> _JOB_:
Please find every line in the items below that contains the word "negative", and copy each of those lines out in full.

> _RECORDS_:
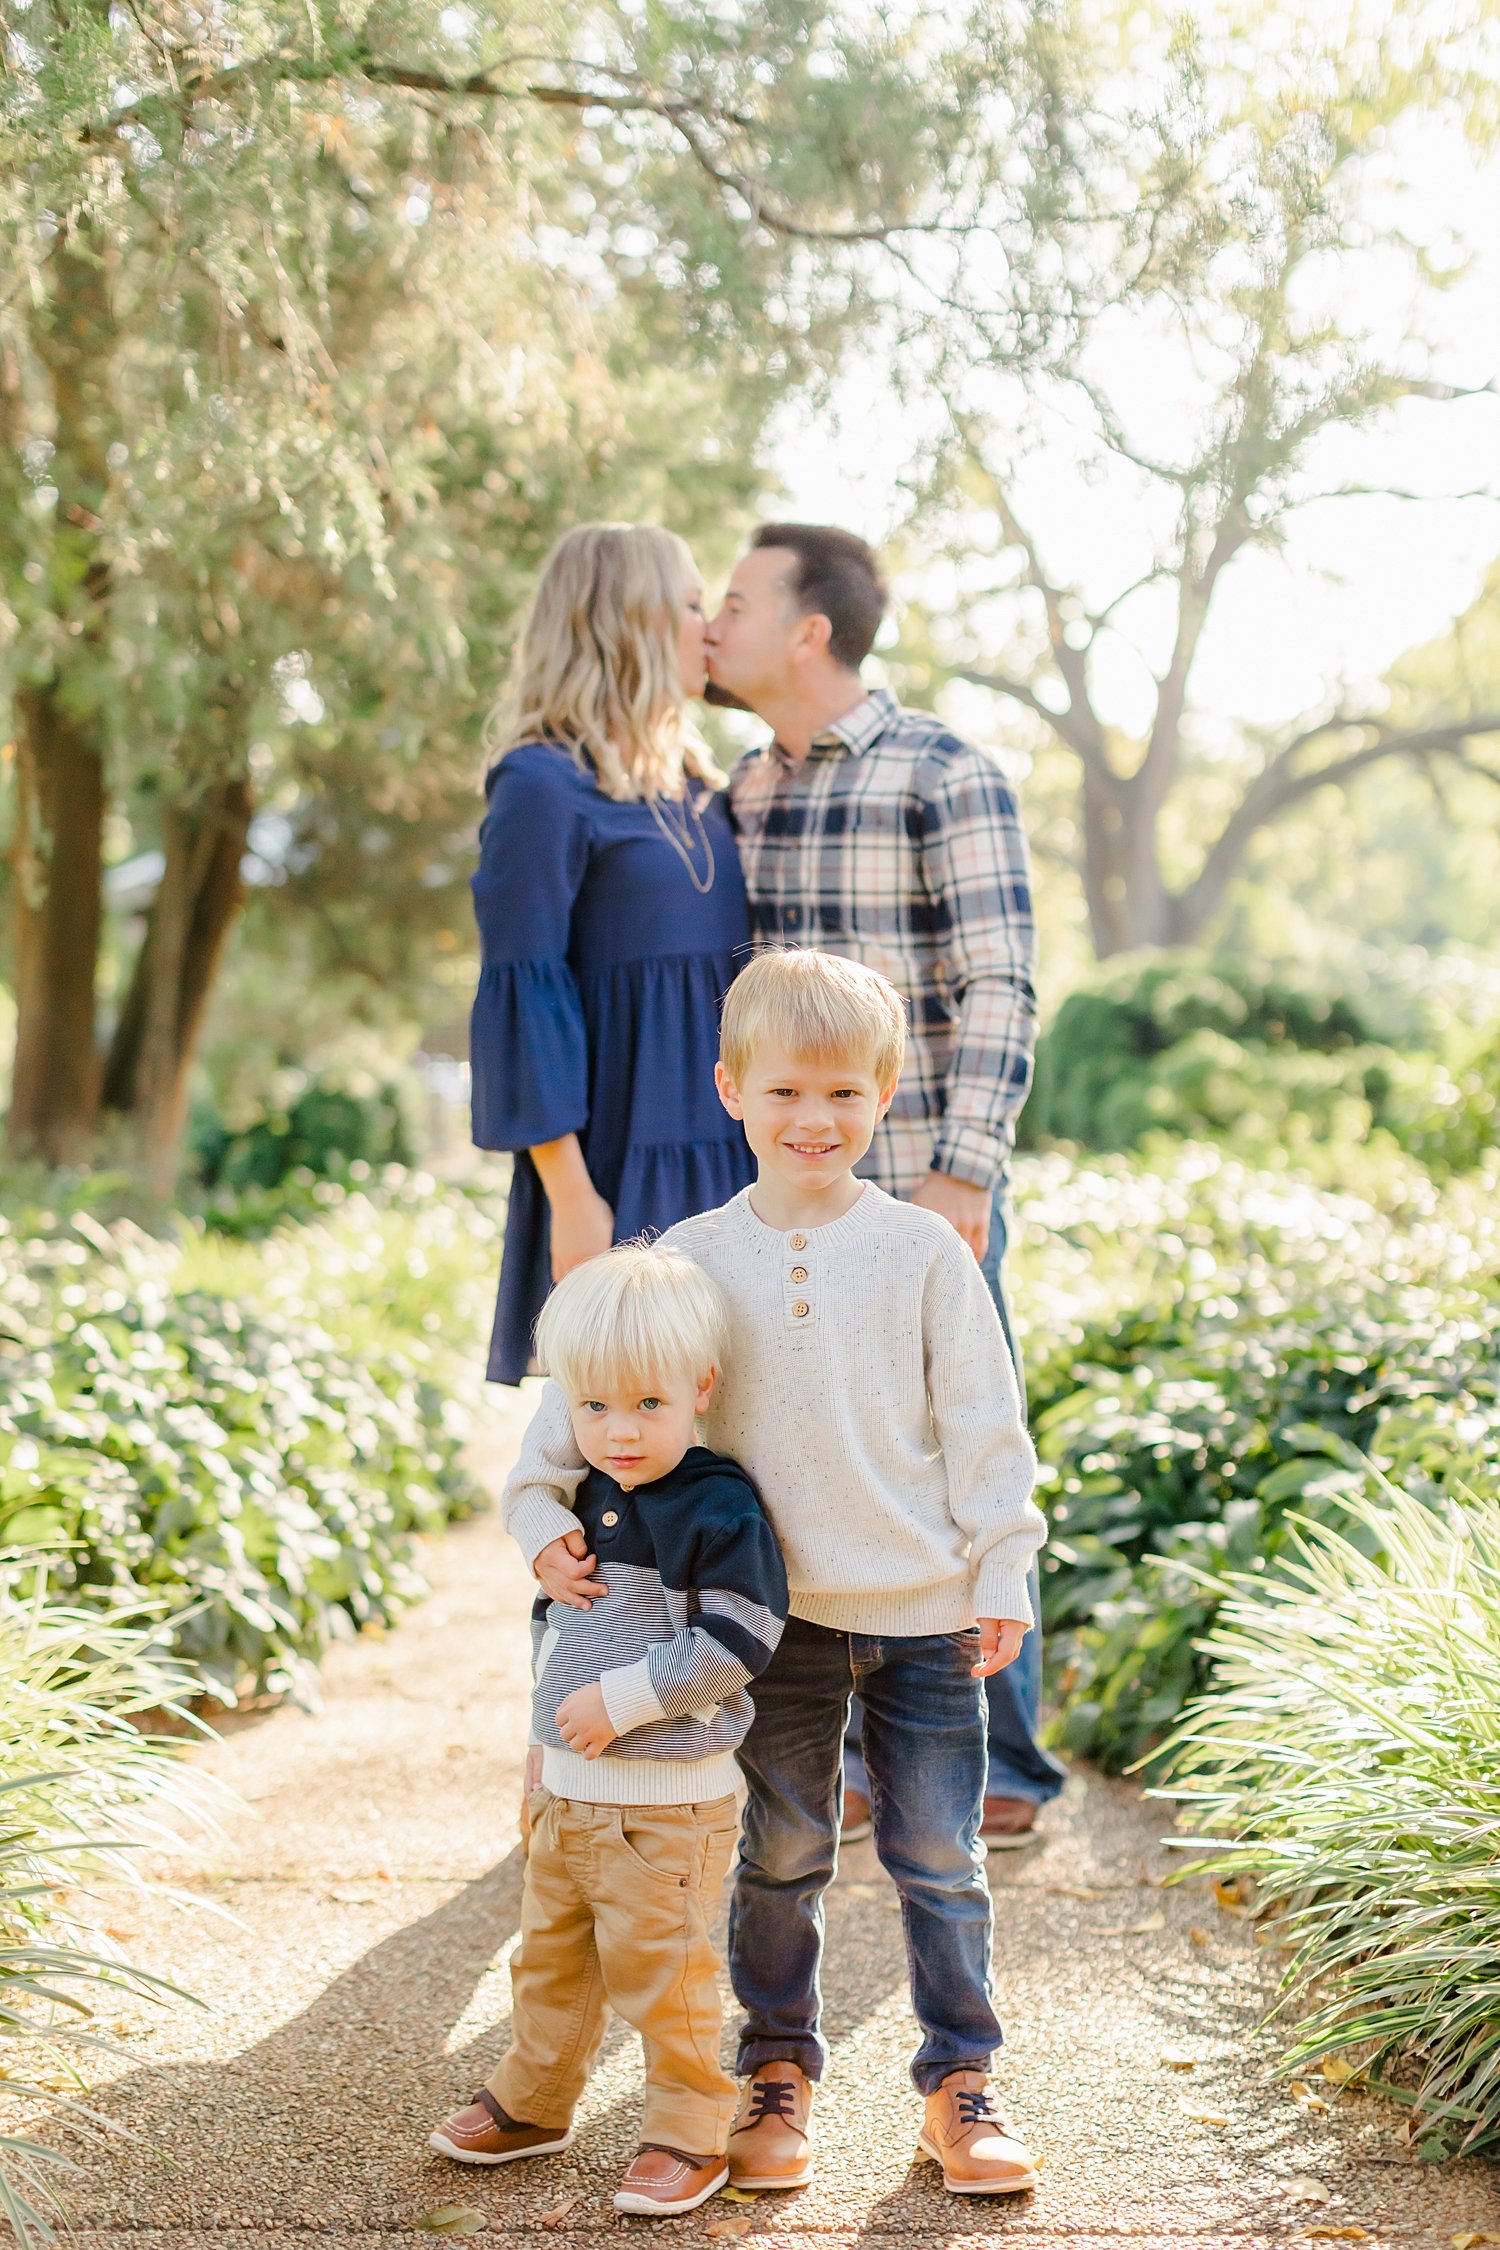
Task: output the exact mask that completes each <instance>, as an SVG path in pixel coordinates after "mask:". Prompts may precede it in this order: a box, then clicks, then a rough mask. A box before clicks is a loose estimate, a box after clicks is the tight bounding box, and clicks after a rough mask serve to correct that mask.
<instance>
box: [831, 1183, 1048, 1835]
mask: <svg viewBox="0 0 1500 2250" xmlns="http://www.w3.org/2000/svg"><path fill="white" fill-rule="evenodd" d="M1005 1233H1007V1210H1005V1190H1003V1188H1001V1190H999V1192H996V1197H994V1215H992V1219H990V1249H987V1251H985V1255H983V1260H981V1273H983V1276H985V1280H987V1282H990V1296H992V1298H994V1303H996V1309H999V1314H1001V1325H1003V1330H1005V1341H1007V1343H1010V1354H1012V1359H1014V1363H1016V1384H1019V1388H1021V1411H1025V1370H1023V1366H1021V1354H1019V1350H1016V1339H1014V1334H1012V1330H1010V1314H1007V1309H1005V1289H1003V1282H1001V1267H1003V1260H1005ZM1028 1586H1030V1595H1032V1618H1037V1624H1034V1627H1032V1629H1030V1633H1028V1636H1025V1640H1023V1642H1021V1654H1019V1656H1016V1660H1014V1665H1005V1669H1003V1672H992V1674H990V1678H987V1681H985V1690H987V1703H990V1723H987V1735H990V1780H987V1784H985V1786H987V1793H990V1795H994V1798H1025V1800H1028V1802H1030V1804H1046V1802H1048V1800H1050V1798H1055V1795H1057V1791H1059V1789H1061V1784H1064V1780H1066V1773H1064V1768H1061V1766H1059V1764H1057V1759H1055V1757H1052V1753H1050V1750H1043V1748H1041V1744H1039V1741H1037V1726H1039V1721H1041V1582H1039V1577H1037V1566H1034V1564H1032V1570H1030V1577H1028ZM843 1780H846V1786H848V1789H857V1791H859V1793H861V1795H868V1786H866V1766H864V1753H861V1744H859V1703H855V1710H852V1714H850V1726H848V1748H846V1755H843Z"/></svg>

--

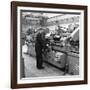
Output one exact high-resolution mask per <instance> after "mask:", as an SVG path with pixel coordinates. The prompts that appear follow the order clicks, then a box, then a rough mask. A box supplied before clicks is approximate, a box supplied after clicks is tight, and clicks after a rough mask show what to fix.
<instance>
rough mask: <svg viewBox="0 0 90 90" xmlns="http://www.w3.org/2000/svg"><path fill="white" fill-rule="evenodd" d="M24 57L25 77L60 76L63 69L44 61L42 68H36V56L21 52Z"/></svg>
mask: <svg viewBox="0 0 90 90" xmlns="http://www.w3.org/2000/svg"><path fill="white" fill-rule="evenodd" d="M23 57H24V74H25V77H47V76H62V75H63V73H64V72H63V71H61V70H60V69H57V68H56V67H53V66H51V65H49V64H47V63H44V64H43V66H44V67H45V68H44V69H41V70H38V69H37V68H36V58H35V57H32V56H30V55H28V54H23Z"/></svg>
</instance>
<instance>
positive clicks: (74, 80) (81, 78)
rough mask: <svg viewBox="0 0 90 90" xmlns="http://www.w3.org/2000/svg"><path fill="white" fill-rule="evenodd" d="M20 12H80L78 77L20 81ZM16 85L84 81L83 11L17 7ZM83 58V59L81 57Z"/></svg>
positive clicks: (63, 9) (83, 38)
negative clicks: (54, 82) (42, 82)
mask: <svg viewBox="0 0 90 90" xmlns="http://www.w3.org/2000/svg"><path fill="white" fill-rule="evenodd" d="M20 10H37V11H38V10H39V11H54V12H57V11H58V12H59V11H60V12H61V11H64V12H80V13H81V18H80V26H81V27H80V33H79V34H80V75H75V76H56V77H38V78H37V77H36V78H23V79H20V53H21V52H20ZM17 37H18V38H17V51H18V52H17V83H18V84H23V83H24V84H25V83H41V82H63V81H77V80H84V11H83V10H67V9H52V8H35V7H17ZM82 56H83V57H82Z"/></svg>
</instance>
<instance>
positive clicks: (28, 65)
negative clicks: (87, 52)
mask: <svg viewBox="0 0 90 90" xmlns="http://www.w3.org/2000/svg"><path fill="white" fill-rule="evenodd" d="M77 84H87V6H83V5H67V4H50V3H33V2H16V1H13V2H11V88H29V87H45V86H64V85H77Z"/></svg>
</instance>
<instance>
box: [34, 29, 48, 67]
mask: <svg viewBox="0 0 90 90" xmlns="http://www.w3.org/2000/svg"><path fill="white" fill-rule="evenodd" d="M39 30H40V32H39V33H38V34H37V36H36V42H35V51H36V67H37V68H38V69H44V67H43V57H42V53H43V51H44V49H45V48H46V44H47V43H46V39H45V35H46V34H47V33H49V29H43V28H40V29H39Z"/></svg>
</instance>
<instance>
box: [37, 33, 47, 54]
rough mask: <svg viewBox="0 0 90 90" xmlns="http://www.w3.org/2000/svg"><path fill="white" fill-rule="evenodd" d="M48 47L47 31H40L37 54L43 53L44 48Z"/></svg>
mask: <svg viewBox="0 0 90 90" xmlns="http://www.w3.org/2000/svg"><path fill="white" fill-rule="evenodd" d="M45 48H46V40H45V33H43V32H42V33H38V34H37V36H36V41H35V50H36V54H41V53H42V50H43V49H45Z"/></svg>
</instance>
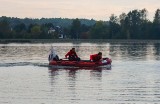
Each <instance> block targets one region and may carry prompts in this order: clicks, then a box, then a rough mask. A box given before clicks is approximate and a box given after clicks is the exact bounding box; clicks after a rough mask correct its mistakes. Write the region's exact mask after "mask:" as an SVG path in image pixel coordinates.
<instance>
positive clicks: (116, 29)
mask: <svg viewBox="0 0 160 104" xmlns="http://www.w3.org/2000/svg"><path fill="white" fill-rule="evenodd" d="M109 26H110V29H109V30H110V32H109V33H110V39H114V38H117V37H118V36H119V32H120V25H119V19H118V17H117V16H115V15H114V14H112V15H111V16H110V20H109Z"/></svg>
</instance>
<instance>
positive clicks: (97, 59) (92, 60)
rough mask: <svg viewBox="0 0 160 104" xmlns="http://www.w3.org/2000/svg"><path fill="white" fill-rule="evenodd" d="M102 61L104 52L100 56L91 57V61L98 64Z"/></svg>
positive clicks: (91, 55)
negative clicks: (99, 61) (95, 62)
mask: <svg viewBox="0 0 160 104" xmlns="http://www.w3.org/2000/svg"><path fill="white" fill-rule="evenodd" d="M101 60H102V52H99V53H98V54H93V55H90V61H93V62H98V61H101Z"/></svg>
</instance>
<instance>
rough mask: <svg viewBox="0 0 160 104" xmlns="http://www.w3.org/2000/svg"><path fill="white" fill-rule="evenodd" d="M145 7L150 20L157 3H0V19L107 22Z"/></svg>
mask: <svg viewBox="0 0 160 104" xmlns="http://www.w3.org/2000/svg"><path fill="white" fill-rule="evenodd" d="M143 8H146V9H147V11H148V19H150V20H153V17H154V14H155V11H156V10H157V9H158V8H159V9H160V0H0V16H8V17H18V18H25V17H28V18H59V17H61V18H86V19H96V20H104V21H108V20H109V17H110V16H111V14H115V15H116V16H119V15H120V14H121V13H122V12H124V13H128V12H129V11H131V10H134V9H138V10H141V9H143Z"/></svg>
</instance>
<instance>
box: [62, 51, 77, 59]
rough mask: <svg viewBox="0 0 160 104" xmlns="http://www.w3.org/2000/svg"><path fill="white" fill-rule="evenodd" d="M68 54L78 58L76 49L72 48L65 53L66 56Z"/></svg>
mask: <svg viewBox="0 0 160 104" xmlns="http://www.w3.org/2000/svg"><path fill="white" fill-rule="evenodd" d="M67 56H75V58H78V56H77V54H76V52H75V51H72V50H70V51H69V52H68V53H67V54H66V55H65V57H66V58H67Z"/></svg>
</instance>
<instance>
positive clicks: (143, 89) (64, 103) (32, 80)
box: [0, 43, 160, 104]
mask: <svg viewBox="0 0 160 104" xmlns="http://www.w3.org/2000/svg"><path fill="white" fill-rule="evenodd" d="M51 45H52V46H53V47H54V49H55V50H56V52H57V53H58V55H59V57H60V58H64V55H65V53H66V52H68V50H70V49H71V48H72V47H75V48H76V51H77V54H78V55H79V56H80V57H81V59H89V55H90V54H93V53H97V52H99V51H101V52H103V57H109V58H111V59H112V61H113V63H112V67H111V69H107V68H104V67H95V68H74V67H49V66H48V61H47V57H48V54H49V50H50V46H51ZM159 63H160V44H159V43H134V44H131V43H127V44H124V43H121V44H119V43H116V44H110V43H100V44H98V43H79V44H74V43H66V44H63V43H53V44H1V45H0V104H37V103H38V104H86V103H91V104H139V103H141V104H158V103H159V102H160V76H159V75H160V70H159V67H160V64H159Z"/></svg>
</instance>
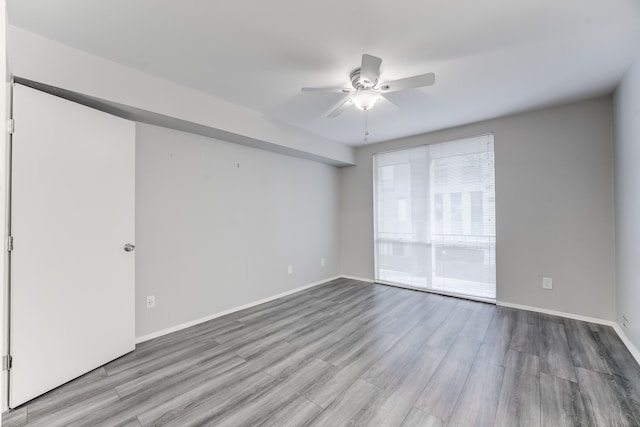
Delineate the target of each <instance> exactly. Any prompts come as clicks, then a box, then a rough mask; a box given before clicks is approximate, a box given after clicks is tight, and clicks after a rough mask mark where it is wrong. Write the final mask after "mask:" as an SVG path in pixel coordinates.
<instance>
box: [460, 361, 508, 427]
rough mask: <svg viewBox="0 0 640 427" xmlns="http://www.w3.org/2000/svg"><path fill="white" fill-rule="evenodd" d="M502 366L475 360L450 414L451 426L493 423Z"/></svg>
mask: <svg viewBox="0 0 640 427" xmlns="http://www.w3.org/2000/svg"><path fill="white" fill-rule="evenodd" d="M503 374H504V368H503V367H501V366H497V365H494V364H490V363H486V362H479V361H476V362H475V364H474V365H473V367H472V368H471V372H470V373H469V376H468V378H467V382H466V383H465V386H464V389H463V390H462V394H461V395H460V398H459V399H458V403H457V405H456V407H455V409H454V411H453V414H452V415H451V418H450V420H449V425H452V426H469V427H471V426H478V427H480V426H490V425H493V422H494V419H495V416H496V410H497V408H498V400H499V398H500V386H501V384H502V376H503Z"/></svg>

> _YOUR SOLUTION_:
negative clicks: (54, 82) (42, 82)
negative clicks: (87, 52)
negative clicks: (99, 61) (95, 62)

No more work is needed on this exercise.